YOUR OBJECTIVE: Put the lines of the records below into a JSON list of strings, one string per line and no blank lines, covering the stretch from the line containing "is dark background." through the end of the records. Leave the pictures out.

── EXTRACTED RECORDS ──

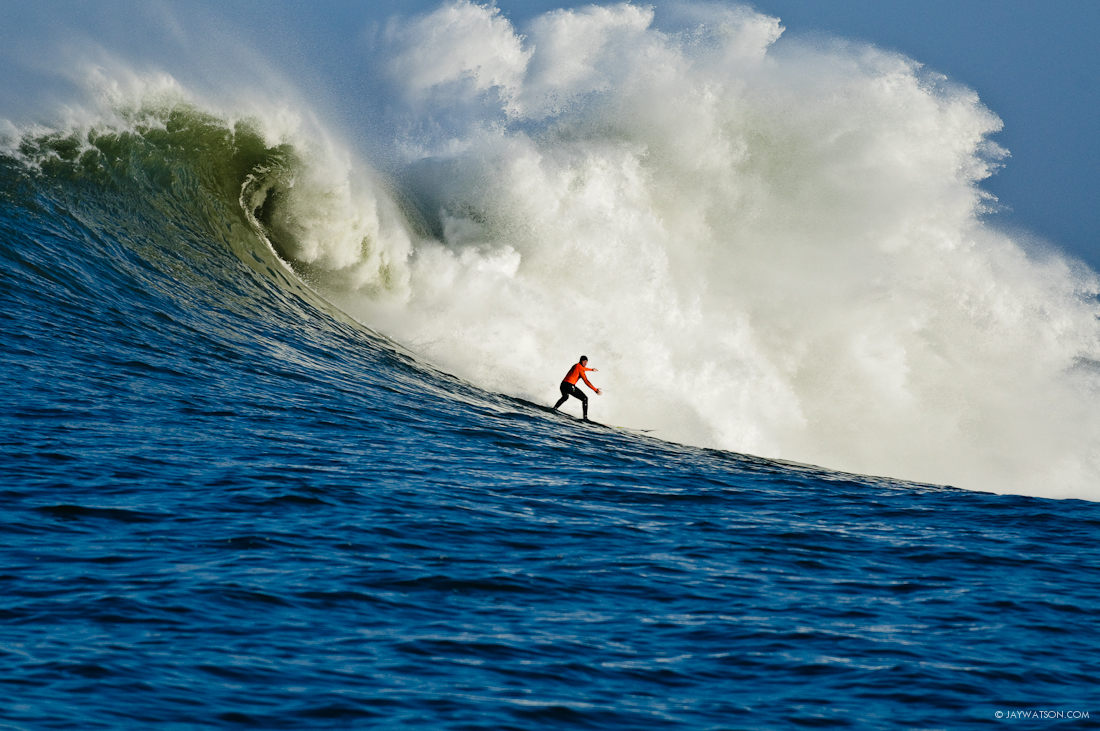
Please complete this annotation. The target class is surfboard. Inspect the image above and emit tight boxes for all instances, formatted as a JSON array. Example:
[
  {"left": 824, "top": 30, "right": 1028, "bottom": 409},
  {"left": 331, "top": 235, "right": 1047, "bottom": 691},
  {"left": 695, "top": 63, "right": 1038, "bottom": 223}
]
[{"left": 514, "top": 398, "right": 653, "bottom": 434}]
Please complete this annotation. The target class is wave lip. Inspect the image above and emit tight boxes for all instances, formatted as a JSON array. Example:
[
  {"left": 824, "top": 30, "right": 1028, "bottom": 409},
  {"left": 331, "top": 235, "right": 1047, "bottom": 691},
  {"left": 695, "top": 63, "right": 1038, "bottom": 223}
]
[{"left": 7, "top": 2, "right": 1100, "bottom": 497}]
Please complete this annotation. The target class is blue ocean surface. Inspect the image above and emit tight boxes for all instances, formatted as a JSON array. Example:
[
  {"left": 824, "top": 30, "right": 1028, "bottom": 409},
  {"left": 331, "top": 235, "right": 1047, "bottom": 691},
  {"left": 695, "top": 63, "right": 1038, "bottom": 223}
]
[
  {"left": 0, "top": 110, "right": 1100, "bottom": 729},
  {"left": 0, "top": 1, "right": 1100, "bottom": 731}
]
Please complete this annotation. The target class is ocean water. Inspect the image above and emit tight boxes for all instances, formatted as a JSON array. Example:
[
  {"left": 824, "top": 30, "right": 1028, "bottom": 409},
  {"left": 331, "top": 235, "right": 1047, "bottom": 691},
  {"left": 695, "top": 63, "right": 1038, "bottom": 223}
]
[{"left": 0, "top": 3, "right": 1100, "bottom": 729}]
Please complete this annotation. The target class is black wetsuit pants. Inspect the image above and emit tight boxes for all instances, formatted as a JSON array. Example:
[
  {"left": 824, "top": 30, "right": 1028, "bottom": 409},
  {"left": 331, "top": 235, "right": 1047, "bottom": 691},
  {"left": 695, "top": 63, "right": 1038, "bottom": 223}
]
[{"left": 553, "top": 380, "right": 589, "bottom": 419}]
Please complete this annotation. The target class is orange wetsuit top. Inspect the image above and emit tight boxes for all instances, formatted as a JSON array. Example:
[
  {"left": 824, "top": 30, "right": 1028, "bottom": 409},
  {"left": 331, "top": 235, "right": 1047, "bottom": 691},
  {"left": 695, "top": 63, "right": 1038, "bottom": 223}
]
[{"left": 561, "top": 363, "right": 596, "bottom": 390}]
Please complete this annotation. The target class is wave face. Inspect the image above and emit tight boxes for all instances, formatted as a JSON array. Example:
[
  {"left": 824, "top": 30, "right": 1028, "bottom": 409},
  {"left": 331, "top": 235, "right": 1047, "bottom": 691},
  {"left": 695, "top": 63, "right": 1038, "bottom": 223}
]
[
  {"left": 210, "top": 2, "right": 1100, "bottom": 498},
  {"left": 0, "top": 2, "right": 1100, "bottom": 729}
]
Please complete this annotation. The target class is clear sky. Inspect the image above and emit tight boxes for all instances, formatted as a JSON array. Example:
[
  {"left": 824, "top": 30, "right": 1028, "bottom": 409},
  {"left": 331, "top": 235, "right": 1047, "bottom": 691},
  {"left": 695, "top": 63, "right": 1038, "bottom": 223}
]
[{"left": 0, "top": 0, "right": 1100, "bottom": 270}]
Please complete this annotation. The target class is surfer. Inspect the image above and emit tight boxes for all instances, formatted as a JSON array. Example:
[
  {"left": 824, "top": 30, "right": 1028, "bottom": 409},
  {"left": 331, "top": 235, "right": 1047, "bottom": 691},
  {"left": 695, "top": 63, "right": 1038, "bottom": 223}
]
[{"left": 553, "top": 355, "right": 600, "bottom": 421}]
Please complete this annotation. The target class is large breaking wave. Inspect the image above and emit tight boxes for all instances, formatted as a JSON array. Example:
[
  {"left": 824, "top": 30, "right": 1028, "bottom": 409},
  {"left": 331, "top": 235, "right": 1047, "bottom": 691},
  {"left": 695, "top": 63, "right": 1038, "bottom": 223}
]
[{"left": 8, "top": 2, "right": 1100, "bottom": 499}]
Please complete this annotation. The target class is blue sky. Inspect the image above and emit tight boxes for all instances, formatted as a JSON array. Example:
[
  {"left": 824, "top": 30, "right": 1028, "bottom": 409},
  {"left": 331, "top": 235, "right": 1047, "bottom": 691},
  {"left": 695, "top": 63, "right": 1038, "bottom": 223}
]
[{"left": 0, "top": 0, "right": 1100, "bottom": 270}]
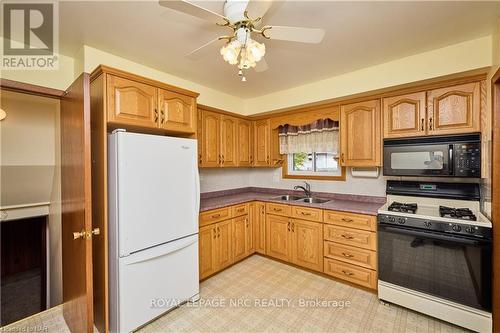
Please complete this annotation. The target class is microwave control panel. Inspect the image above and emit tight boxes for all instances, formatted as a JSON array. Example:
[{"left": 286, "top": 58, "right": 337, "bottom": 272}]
[{"left": 453, "top": 142, "right": 481, "bottom": 177}]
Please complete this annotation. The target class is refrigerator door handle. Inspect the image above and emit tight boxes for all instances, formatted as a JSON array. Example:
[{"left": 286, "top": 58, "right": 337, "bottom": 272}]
[
  {"left": 126, "top": 236, "right": 198, "bottom": 265},
  {"left": 194, "top": 166, "right": 200, "bottom": 215}
]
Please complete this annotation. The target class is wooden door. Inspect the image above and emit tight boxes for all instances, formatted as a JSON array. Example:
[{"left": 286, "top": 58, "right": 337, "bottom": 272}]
[
  {"left": 106, "top": 74, "right": 159, "bottom": 127},
  {"left": 266, "top": 214, "right": 291, "bottom": 261},
  {"left": 60, "top": 73, "right": 94, "bottom": 332},
  {"left": 427, "top": 82, "right": 481, "bottom": 135},
  {"left": 200, "top": 110, "right": 221, "bottom": 167},
  {"left": 254, "top": 119, "right": 271, "bottom": 166},
  {"left": 253, "top": 202, "right": 266, "bottom": 254},
  {"left": 291, "top": 219, "right": 323, "bottom": 272},
  {"left": 198, "top": 225, "right": 217, "bottom": 280},
  {"left": 158, "top": 89, "right": 196, "bottom": 133},
  {"left": 340, "top": 100, "right": 382, "bottom": 167},
  {"left": 233, "top": 215, "right": 248, "bottom": 262},
  {"left": 382, "top": 91, "right": 427, "bottom": 138},
  {"left": 215, "top": 220, "right": 233, "bottom": 271},
  {"left": 237, "top": 119, "right": 253, "bottom": 166},
  {"left": 220, "top": 115, "right": 238, "bottom": 167}
]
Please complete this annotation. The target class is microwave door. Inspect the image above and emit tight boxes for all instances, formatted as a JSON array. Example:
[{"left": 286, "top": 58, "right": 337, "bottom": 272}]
[{"left": 384, "top": 144, "right": 453, "bottom": 176}]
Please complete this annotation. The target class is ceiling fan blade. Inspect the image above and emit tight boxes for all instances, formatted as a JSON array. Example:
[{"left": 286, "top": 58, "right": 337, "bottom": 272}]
[
  {"left": 246, "top": 0, "right": 273, "bottom": 19},
  {"left": 254, "top": 58, "right": 269, "bottom": 73},
  {"left": 263, "top": 25, "right": 325, "bottom": 44},
  {"left": 160, "top": 0, "right": 229, "bottom": 24},
  {"left": 186, "top": 38, "right": 222, "bottom": 60}
]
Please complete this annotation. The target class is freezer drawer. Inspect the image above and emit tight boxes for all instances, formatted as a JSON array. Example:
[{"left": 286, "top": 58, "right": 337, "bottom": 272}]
[{"left": 110, "top": 235, "right": 199, "bottom": 332}]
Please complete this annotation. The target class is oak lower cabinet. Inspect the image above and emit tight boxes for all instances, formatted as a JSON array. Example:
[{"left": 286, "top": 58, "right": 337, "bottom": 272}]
[
  {"left": 291, "top": 219, "right": 323, "bottom": 272},
  {"left": 340, "top": 99, "right": 382, "bottom": 167},
  {"left": 323, "top": 210, "right": 377, "bottom": 289},
  {"left": 251, "top": 201, "right": 266, "bottom": 254}
]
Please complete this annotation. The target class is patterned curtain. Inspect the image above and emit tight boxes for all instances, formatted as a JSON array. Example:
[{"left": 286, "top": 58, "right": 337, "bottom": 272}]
[{"left": 279, "top": 119, "right": 339, "bottom": 155}]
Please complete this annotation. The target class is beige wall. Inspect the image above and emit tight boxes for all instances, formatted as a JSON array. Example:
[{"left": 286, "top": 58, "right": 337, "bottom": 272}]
[
  {"left": 0, "top": 91, "right": 62, "bottom": 305},
  {"left": 245, "top": 36, "right": 492, "bottom": 114}
]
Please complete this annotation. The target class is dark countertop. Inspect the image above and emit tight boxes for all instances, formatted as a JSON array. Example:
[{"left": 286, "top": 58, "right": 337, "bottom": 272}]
[{"left": 200, "top": 187, "right": 385, "bottom": 215}]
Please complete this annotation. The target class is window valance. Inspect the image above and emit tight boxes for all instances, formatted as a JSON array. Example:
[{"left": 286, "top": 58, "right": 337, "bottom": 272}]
[{"left": 278, "top": 118, "right": 339, "bottom": 155}]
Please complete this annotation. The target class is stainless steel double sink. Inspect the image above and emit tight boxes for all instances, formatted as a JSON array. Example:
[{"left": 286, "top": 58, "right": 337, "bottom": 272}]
[{"left": 272, "top": 195, "right": 331, "bottom": 203}]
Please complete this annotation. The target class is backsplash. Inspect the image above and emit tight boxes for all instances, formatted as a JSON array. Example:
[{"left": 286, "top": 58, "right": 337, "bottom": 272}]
[{"left": 200, "top": 168, "right": 385, "bottom": 196}]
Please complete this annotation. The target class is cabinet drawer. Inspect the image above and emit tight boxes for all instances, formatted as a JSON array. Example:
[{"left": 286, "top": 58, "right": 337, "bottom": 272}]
[
  {"left": 323, "top": 224, "right": 377, "bottom": 250},
  {"left": 291, "top": 206, "right": 323, "bottom": 222},
  {"left": 324, "top": 242, "right": 377, "bottom": 270},
  {"left": 324, "top": 258, "right": 377, "bottom": 289},
  {"left": 200, "top": 207, "right": 231, "bottom": 227},
  {"left": 323, "top": 210, "right": 377, "bottom": 231},
  {"left": 232, "top": 204, "right": 248, "bottom": 217},
  {"left": 266, "top": 203, "right": 290, "bottom": 216}
]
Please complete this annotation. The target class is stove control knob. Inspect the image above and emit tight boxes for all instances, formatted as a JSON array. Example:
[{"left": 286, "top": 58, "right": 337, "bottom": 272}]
[{"left": 465, "top": 227, "right": 476, "bottom": 234}]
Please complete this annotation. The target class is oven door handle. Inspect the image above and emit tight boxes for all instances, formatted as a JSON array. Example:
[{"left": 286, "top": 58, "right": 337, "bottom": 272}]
[{"left": 378, "top": 224, "right": 491, "bottom": 245}]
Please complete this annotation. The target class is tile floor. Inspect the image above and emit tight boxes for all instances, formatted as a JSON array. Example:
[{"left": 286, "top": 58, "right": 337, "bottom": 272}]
[{"left": 0, "top": 256, "right": 466, "bottom": 333}]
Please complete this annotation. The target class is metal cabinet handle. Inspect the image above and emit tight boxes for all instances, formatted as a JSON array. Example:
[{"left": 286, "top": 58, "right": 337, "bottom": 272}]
[{"left": 342, "top": 270, "right": 354, "bottom": 276}]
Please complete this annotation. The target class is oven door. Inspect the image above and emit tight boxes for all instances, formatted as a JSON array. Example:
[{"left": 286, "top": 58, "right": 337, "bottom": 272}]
[
  {"left": 384, "top": 142, "right": 453, "bottom": 176},
  {"left": 378, "top": 223, "right": 491, "bottom": 311}
]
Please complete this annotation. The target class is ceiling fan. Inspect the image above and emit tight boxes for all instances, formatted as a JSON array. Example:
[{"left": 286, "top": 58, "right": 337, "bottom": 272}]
[{"left": 160, "top": 0, "right": 325, "bottom": 81}]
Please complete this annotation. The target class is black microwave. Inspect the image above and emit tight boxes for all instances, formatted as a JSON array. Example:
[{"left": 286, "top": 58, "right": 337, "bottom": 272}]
[{"left": 384, "top": 133, "right": 481, "bottom": 178}]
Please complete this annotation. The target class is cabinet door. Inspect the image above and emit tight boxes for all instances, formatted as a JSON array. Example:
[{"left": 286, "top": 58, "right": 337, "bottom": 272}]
[
  {"left": 158, "top": 89, "right": 196, "bottom": 133},
  {"left": 200, "top": 110, "right": 220, "bottom": 167},
  {"left": 382, "top": 91, "right": 427, "bottom": 138},
  {"left": 254, "top": 119, "right": 271, "bottom": 166},
  {"left": 215, "top": 220, "right": 233, "bottom": 270},
  {"left": 237, "top": 119, "right": 253, "bottom": 166},
  {"left": 107, "top": 75, "right": 159, "bottom": 127},
  {"left": 198, "top": 225, "right": 217, "bottom": 280},
  {"left": 233, "top": 215, "right": 248, "bottom": 262},
  {"left": 266, "top": 214, "right": 291, "bottom": 261},
  {"left": 340, "top": 100, "right": 382, "bottom": 167},
  {"left": 253, "top": 202, "right": 266, "bottom": 254},
  {"left": 220, "top": 115, "right": 238, "bottom": 167},
  {"left": 427, "top": 82, "right": 481, "bottom": 135},
  {"left": 291, "top": 219, "right": 323, "bottom": 271}
]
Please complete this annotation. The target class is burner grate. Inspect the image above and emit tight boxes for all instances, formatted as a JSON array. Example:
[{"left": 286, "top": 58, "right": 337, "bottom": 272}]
[
  {"left": 388, "top": 201, "right": 418, "bottom": 214},
  {"left": 439, "top": 206, "right": 477, "bottom": 221}
]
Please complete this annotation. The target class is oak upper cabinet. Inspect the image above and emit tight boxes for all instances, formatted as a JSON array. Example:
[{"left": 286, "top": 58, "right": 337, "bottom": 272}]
[
  {"left": 236, "top": 118, "right": 253, "bottom": 166},
  {"left": 214, "top": 220, "right": 233, "bottom": 270},
  {"left": 220, "top": 115, "right": 238, "bottom": 167},
  {"left": 106, "top": 75, "right": 159, "bottom": 128},
  {"left": 198, "top": 110, "right": 221, "bottom": 167},
  {"left": 266, "top": 214, "right": 292, "bottom": 261},
  {"left": 340, "top": 99, "right": 382, "bottom": 167},
  {"left": 291, "top": 219, "right": 323, "bottom": 272},
  {"left": 158, "top": 89, "right": 196, "bottom": 133},
  {"left": 427, "top": 82, "right": 481, "bottom": 135},
  {"left": 233, "top": 215, "right": 248, "bottom": 261},
  {"left": 198, "top": 225, "right": 217, "bottom": 280},
  {"left": 382, "top": 91, "right": 427, "bottom": 138},
  {"left": 254, "top": 119, "right": 271, "bottom": 166},
  {"left": 252, "top": 202, "right": 266, "bottom": 254}
]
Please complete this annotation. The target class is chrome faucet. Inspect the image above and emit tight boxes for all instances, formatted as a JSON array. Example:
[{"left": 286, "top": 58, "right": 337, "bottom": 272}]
[{"left": 293, "top": 182, "right": 312, "bottom": 198}]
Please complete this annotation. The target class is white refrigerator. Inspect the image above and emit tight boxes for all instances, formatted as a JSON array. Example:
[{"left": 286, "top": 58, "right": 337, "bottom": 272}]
[{"left": 108, "top": 130, "right": 200, "bottom": 332}]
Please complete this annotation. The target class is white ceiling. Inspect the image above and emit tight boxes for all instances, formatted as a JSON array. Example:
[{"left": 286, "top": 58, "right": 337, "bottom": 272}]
[{"left": 59, "top": 0, "right": 500, "bottom": 98}]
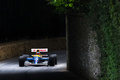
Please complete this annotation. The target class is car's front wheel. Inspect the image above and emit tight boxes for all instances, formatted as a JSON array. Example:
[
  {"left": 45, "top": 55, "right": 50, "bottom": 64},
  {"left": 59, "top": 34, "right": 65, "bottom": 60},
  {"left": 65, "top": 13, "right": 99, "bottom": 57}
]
[
  {"left": 19, "top": 56, "right": 25, "bottom": 67},
  {"left": 48, "top": 54, "right": 55, "bottom": 66}
]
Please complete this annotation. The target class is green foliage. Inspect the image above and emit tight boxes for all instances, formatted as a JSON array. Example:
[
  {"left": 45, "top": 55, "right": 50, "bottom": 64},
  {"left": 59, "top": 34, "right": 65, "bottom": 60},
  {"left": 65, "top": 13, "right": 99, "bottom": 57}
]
[
  {"left": 49, "top": 0, "right": 120, "bottom": 80},
  {"left": 89, "top": 0, "right": 120, "bottom": 80}
]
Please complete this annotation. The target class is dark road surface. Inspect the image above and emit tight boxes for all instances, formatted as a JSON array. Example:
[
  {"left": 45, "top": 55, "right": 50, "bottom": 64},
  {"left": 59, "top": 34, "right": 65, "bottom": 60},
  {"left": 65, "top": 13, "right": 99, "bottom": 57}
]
[{"left": 0, "top": 51, "right": 83, "bottom": 80}]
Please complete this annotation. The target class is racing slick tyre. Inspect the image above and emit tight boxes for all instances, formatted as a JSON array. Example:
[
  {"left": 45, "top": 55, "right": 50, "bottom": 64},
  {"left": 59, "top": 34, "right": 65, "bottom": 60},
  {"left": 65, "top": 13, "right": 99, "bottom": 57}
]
[
  {"left": 48, "top": 54, "right": 55, "bottom": 66},
  {"left": 22, "top": 54, "right": 30, "bottom": 59},
  {"left": 53, "top": 54, "right": 57, "bottom": 65},
  {"left": 19, "top": 56, "right": 25, "bottom": 67}
]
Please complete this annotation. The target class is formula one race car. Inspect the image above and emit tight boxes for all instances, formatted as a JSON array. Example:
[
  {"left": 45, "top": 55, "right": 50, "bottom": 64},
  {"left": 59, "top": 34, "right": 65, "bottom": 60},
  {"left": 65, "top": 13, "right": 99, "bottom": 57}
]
[{"left": 19, "top": 48, "right": 57, "bottom": 67}]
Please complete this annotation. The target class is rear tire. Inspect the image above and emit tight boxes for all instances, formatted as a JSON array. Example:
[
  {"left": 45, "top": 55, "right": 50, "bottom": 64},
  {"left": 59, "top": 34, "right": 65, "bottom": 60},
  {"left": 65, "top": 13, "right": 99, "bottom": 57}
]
[
  {"left": 19, "top": 56, "right": 25, "bottom": 67},
  {"left": 53, "top": 54, "right": 57, "bottom": 65}
]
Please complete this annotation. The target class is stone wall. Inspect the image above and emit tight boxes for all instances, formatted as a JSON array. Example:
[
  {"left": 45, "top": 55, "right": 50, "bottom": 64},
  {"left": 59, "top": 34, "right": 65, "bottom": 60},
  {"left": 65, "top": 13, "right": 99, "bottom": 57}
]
[
  {"left": 66, "top": 15, "right": 100, "bottom": 80},
  {"left": 0, "top": 37, "right": 66, "bottom": 60}
]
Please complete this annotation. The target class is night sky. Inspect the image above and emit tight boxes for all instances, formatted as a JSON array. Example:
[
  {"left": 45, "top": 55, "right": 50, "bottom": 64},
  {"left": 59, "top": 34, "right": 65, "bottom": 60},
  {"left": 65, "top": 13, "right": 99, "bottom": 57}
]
[{"left": 0, "top": 0, "right": 65, "bottom": 42}]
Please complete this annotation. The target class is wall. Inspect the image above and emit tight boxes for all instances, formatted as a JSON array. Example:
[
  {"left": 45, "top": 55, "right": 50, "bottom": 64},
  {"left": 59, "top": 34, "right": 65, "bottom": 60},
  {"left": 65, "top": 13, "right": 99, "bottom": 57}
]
[
  {"left": 66, "top": 15, "right": 100, "bottom": 80},
  {"left": 0, "top": 37, "right": 66, "bottom": 60}
]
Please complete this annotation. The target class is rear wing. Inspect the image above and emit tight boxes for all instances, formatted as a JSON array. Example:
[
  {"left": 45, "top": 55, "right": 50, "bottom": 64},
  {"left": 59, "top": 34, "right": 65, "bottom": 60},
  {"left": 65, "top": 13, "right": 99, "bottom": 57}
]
[{"left": 31, "top": 48, "right": 48, "bottom": 52}]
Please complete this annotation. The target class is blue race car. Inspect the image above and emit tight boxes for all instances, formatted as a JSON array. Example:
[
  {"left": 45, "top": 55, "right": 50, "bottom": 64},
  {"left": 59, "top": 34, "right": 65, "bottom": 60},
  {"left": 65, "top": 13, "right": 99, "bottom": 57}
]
[{"left": 19, "top": 48, "right": 57, "bottom": 67}]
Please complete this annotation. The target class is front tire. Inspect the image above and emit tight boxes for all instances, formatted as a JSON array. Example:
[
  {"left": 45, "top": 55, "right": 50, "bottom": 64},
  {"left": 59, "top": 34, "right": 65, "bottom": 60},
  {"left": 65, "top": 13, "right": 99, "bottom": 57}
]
[
  {"left": 19, "top": 56, "right": 25, "bottom": 67},
  {"left": 48, "top": 54, "right": 55, "bottom": 66}
]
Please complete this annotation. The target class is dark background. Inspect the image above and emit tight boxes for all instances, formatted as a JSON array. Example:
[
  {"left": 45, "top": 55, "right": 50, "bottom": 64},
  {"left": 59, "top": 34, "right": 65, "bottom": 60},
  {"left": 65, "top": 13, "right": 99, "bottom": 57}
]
[{"left": 0, "top": 0, "right": 65, "bottom": 43}]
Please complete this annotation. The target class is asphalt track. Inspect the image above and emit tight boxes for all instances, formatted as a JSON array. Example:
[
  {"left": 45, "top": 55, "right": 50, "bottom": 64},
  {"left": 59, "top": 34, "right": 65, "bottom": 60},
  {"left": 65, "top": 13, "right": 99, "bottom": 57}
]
[{"left": 0, "top": 51, "right": 83, "bottom": 80}]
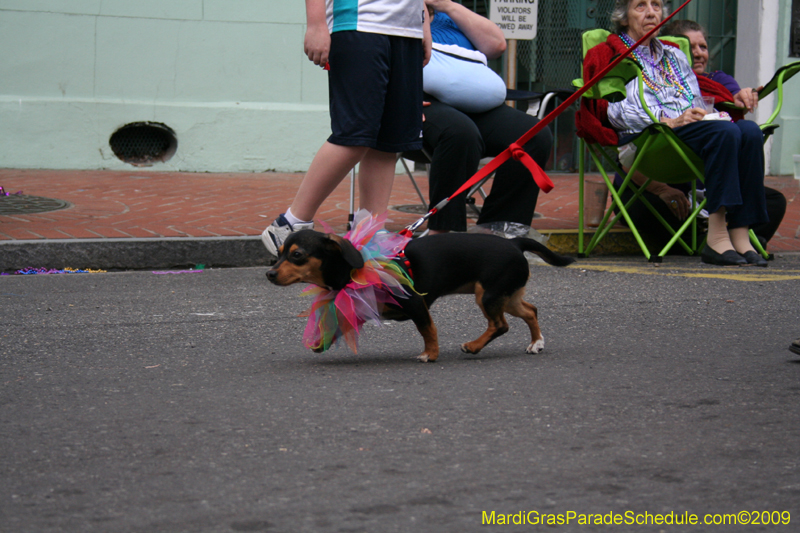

───

TASK SOLUTION:
[
  "Please complete this annotation. The target class is dark background. Inspect the image above and emit tight boxes for all instances, formatted as a JSON array. Example:",
  "[",
  "  {\"left\": 45, \"top\": 55, \"right\": 50, \"bottom\": 64},",
  "  {\"left\": 59, \"top\": 34, \"right\": 65, \"bottom\": 60},",
  "  {\"left\": 65, \"top\": 13, \"right\": 99, \"bottom\": 57}",
  "]",
  "[{\"left\": 0, \"top\": 0, \"right\": 65, \"bottom\": 43}]",
  "Please complete this annotation. The target class is asphalt track. Inspect the image above and emit tight boxes for all instances, formatted as a JSON array. Example:",
  "[",
  "  {\"left\": 45, \"top\": 55, \"right\": 50, \"bottom\": 64},",
  "  {\"left\": 59, \"top\": 34, \"right\": 65, \"bottom\": 60},",
  "  {\"left\": 65, \"top\": 13, \"right\": 99, \"bottom\": 57}",
  "]",
  "[{\"left\": 0, \"top\": 51, \"right\": 83, \"bottom\": 80}]"
]